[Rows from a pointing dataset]
■ ■ ■ ■
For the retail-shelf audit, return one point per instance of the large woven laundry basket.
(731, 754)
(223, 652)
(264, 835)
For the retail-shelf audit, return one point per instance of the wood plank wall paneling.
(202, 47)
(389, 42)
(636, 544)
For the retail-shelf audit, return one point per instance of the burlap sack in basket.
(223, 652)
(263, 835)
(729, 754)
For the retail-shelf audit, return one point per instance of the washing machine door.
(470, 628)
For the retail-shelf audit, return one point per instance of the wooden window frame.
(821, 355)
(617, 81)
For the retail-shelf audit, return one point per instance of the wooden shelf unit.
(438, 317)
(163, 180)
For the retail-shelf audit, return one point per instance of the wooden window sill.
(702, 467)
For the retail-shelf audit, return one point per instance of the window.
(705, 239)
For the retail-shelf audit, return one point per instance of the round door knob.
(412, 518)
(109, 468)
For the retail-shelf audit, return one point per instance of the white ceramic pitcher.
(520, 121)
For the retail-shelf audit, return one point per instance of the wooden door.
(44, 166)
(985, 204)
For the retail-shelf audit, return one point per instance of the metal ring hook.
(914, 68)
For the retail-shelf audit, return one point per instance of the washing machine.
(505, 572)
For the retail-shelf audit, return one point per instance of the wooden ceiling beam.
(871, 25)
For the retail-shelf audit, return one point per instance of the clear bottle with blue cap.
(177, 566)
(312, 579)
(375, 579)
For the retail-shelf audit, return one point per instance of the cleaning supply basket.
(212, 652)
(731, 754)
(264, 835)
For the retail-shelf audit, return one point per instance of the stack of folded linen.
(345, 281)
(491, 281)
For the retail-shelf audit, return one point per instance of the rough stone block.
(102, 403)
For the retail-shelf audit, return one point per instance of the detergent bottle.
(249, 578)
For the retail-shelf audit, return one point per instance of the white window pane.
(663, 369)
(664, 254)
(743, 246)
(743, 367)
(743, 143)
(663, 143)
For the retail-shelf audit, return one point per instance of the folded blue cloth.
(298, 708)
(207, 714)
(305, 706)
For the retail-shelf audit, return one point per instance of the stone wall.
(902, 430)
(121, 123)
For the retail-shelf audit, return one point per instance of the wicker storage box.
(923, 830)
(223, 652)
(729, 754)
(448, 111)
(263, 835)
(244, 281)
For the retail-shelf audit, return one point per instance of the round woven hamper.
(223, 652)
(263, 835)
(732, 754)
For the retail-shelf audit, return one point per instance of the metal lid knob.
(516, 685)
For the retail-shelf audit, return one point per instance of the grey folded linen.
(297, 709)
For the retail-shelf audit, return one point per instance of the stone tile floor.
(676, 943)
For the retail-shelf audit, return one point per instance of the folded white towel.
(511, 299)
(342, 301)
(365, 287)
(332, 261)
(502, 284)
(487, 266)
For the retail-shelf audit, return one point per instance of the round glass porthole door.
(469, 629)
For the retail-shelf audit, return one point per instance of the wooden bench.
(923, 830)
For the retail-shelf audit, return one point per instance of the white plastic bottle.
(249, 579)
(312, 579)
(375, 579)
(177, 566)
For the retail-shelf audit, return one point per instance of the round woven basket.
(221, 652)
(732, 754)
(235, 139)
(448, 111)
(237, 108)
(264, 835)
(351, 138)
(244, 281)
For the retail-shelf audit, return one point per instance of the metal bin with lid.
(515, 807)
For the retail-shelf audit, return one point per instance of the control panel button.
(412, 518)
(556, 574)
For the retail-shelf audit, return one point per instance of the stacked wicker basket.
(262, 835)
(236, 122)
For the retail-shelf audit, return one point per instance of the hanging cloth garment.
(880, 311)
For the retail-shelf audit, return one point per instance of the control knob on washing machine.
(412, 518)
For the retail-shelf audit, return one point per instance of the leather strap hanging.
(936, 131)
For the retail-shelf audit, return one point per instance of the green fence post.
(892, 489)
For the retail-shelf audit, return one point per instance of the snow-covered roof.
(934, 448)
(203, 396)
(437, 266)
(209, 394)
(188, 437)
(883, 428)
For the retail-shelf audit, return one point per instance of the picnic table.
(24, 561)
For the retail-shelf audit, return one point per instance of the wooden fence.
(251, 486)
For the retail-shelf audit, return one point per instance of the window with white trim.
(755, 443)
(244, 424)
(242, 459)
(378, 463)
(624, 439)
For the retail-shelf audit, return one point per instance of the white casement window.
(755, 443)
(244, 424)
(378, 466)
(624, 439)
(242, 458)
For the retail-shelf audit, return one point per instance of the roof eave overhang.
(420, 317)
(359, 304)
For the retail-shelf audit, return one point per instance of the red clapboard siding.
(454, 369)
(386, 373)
■ ■ ■ ■
TASK:
Copy every line verbatim.

THE OUTPUT:
For the retail-shelf audit, return one point per instance of the large woven laundry basket.
(731, 754)
(223, 652)
(264, 835)
For the retail-shelf audit, return one point per instance of the wood plank wall paneling.
(202, 47)
(389, 42)
(636, 544)
For the retail-shelf audit, return one point per instance of the burlap sack in basket.
(223, 652)
(263, 835)
(729, 754)
For the retail-shelf audit, return one point per instance of the washing machine door.
(470, 628)
For the retail-shelf audit, return one point per instance of the wooden window frame.
(821, 355)
(617, 81)
For the retail-shelf audit, return one point per instance of the wooden shelf unit.
(438, 317)
(163, 180)
For the retail-shelf audit, return one point per instance of the wooden window sill.
(702, 467)
For the retail-shelf audit, return one point per instance of the window.
(705, 239)
For the retail-shelf audit, return one point per instance of the round door knob.
(412, 518)
(109, 468)
For the retail-shelf audit, return one point per instance of the white ceramic pitcher.
(520, 121)
For the retail-shelf audit, return one point per instance of the wooden door.
(44, 166)
(985, 204)
For the retail-shelf audit, return one point per instance of the metal ring hook.
(914, 68)
For the retail-shelf audit, return one point per instance of the washing machine.
(505, 572)
For the retail-shelf audit, return one point per instance of the wooden ceiling beam.
(871, 25)
For the retail-shelf audit, return one point per instance of the clear bottle with blue cap.
(177, 566)
(312, 579)
(375, 579)
For the retail-shelf audit, return one point per instance of the cleaning supply basket.
(212, 652)
(731, 754)
(264, 835)
For the retail-shelf audit, return one point per instance of the stack of folded linen.
(345, 281)
(491, 281)
For the retail-shelf audit, return one point per instance of the rough stone block.
(102, 403)
For the retail-shelf audit, return one point per instance of the detergent bottle.
(249, 578)
For the retail-shelf audit, return one point per instance of the white window pane.
(663, 369)
(664, 254)
(743, 246)
(743, 367)
(743, 143)
(663, 143)
For the retail-shelf audit, return one point per instance of the folded blue cloth.
(298, 708)
(207, 714)
(305, 706)
For the retail-shelf audit, return one point per instance of the stone wall.
(902, 430)
(121, 123)
For the retail-shelf audit, return one point per instance of the wicker storage box.
(923, 830)
(223, 652)
(729, 754)
(448, 111)
(263, 835)
(244, 281)
For the retail-shelf audit, return one point per instance of the round woven hamper.
(223, 652)
(263, 835)
(732, 754)
For the retail-shelf audit, return one point per instance of the metal lid knob.
(516, 685)
For the retail-shelf audit, return one point per instance of the grey folded linen.
(297, 709)
For the retail-shelf audit, return one point per instance of the stone tile floor.
(676, 943)
For the retail-shelf audit, return one point per instance of the folded white towel.
(511, 299)
(342, 301)
(365, 287)
(332, 261)
(502, 284)
(487, 266)
For the retail-shelf audit, return one point per instance of the round glass porthole door.
(469, 629)
For the retail-shelf audit, return one point per instance of the wooden bench.
(923, 830)
For the retail-shelf audit, return one point per instance of the white plastic bottle.
(249, 579)
(312, 579)
(375, 579)
(177, 566)
For the retail-shelf audit, return one point per instance of the round woven basket.
(221, 652)
(732, 754)
(235, 139)
(448, 111)
(237, 108)
(264, 835)
(351, 138)
(244, 281)
For the retail-shelf audit, return one point per instance of the metal bin with lid.
(515, 807)
For the retail-shelf audit, return one point per instance of the control panel button.
(412, 518)
(556, 574)
For the retail-shelf audit, return one point per instance of the stacked wicker basket.
(262, 835)
(236, 122)
For the retail-shelf audit, return one point per instance of the hanging cloth garment.
(880, 311)
For the retail-shelf audit, return one point per instance of the control knob on washing machine.
(412, 518)
For the retail-shelf audit, return one point per instance of the leather strap hanging.
(936, 131)
For the retail-shelf audit, return one point per instance of the green fence post.
(892, 489)
For the retail-shelf audit, return one point per instance of the snow-covered roof.
(934, 448)
(203, 396)
(437, 266)
(209, 394)
(188, 437)
(883, 428)
For the retail-shelf audit, return one point per instance of the picnic table.
(24, 561)
For the retail-shelf audit, return one point per instance of the wooden fence.
(251, 486)
For the retail-shelf audit, return one point per instance of the window with white trim.
(755, 443)
(244, 424)
(242, 459)
(378, 463)
(624, 439)
For the retail-shelf audit, return one point per instance of the white casement window.
(755, 443)
(244, 424)
(378, 466)
(624, 439)
(242, 458)
For the retail-shelf audit, return one point per instance of the roof eave overhang.
(420, 317)
(359, 304)
For the retail-shelf audit, return one point per instance of the red clapboard siding.
(454, 369)
(386, 373)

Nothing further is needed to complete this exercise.